Dataset records on object locations
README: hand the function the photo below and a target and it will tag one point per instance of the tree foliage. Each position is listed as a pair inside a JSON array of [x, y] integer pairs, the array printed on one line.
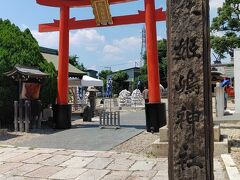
[[227, 23], [119, 82], [17, 47], [73, 61]]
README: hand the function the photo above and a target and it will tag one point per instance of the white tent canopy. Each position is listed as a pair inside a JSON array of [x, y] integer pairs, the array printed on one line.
[[85, 81]]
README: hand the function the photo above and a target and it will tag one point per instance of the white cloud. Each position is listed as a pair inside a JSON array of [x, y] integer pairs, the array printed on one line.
[[129, 43], [120, 49], [111, 49], [90, 40], [86, 38], [214, 4], [49, 39]]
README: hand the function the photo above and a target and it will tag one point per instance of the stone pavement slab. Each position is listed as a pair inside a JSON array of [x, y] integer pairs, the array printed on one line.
[[79, 162], [93, 174], [24, 169], [68, 173], [103, 165], [121, 164], [94, 138], [44, 172], [99, 163]]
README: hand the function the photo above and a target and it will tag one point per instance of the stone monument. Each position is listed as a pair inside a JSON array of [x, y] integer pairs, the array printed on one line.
[[190, 113]]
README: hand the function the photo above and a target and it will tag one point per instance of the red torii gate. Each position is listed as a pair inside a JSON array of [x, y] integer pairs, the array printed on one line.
[[62, 111]]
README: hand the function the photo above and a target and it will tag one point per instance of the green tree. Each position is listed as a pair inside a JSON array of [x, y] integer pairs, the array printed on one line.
[[16, 47], [73, 61], [119, 82], [227, 23], [162, 59]]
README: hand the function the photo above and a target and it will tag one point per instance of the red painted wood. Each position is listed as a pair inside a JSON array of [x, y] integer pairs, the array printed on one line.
[[152, 53], [62, 98], [75, 3], [91, 23]]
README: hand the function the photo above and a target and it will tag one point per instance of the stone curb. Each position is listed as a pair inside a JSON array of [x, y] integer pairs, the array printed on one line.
[[232, 171]]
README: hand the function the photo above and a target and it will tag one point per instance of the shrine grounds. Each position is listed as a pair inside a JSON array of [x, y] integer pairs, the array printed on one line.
[[123, 153]]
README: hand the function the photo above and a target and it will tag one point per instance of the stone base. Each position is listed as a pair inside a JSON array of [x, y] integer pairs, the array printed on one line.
[[164, 133], [160, 149]]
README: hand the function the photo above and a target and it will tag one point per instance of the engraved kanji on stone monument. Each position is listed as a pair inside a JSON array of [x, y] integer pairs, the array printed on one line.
[[190, 115]]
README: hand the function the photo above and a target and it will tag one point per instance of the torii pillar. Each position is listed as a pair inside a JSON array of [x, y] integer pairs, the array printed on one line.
[[155, 110], [62, 110]]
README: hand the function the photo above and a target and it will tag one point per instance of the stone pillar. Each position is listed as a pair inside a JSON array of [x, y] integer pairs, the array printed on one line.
[[190, 106], [237, 79], [219, 100]]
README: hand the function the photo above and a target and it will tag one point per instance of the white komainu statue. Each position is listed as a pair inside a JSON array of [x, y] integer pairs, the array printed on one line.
[[124, 98], [137, 98]]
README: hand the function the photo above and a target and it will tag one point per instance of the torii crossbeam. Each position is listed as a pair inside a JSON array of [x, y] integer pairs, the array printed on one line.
[[103, 18]]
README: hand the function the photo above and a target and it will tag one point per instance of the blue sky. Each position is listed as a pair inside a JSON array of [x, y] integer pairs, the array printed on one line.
[[97, 48]]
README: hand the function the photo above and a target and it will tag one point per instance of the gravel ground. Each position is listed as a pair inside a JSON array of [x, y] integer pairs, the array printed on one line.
[[138, 144]]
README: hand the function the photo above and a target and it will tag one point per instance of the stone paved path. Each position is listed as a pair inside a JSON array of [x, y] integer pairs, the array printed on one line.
[[20, 163], [88, 135]]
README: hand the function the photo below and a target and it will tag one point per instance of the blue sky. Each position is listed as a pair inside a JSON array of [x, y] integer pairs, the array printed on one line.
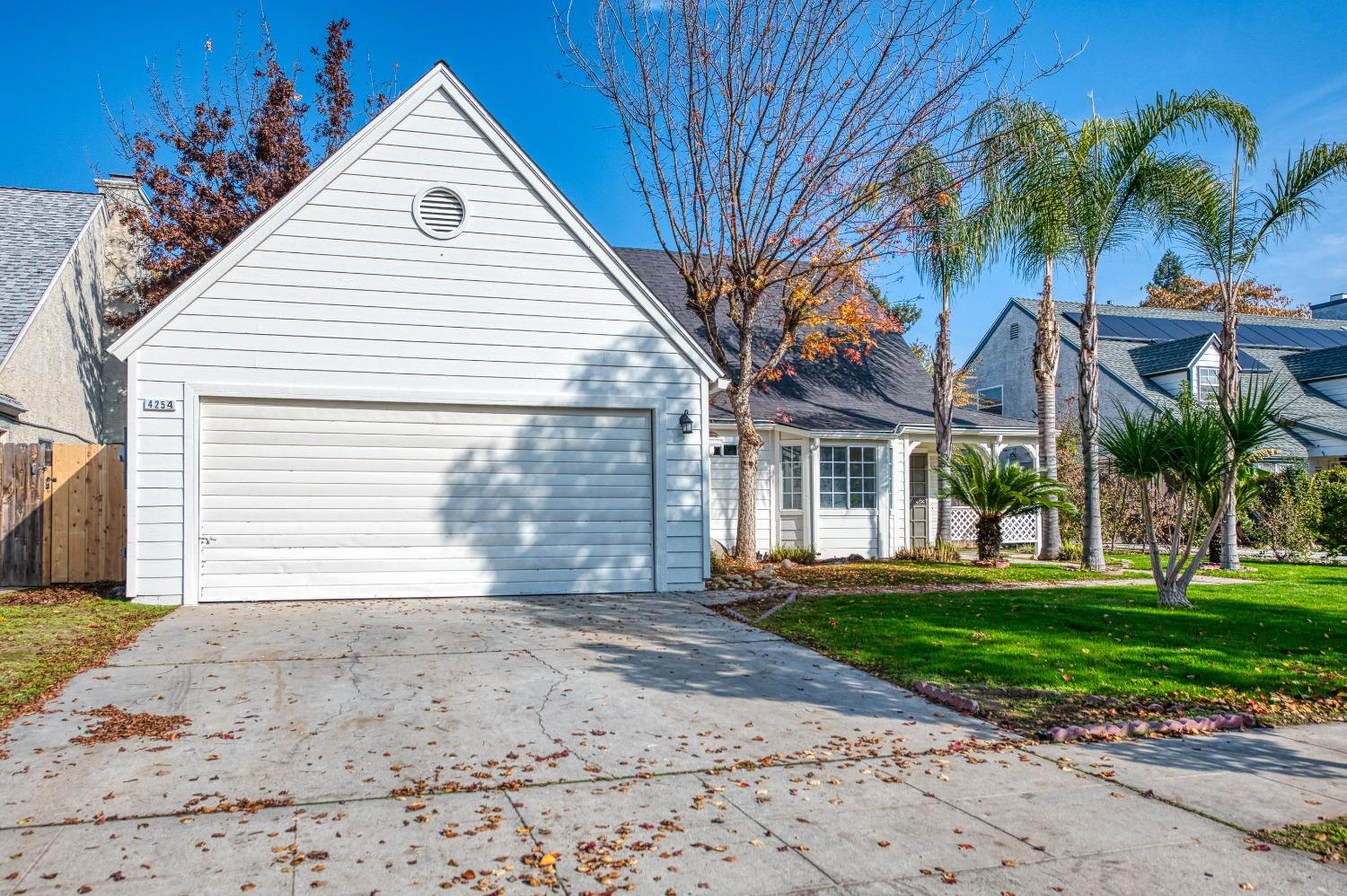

- What you have to do: Which lines in the material above contain the string "blue"? Select and copy each of them, treating uppercase and lowercase as different.

- Output:
README: hand the function the photo above and a target and it will tag one point per instance of the blue sky. Each position is listed as a pair inside a JSON array of [x, y] integer pairs, the array printed on one line.
README: hand the function the photo below and a target and it will tag one point per instance of the blue sky. Each position is listed as a pair inside a JSON array of [x, y] integer pairs, the array printed on one line.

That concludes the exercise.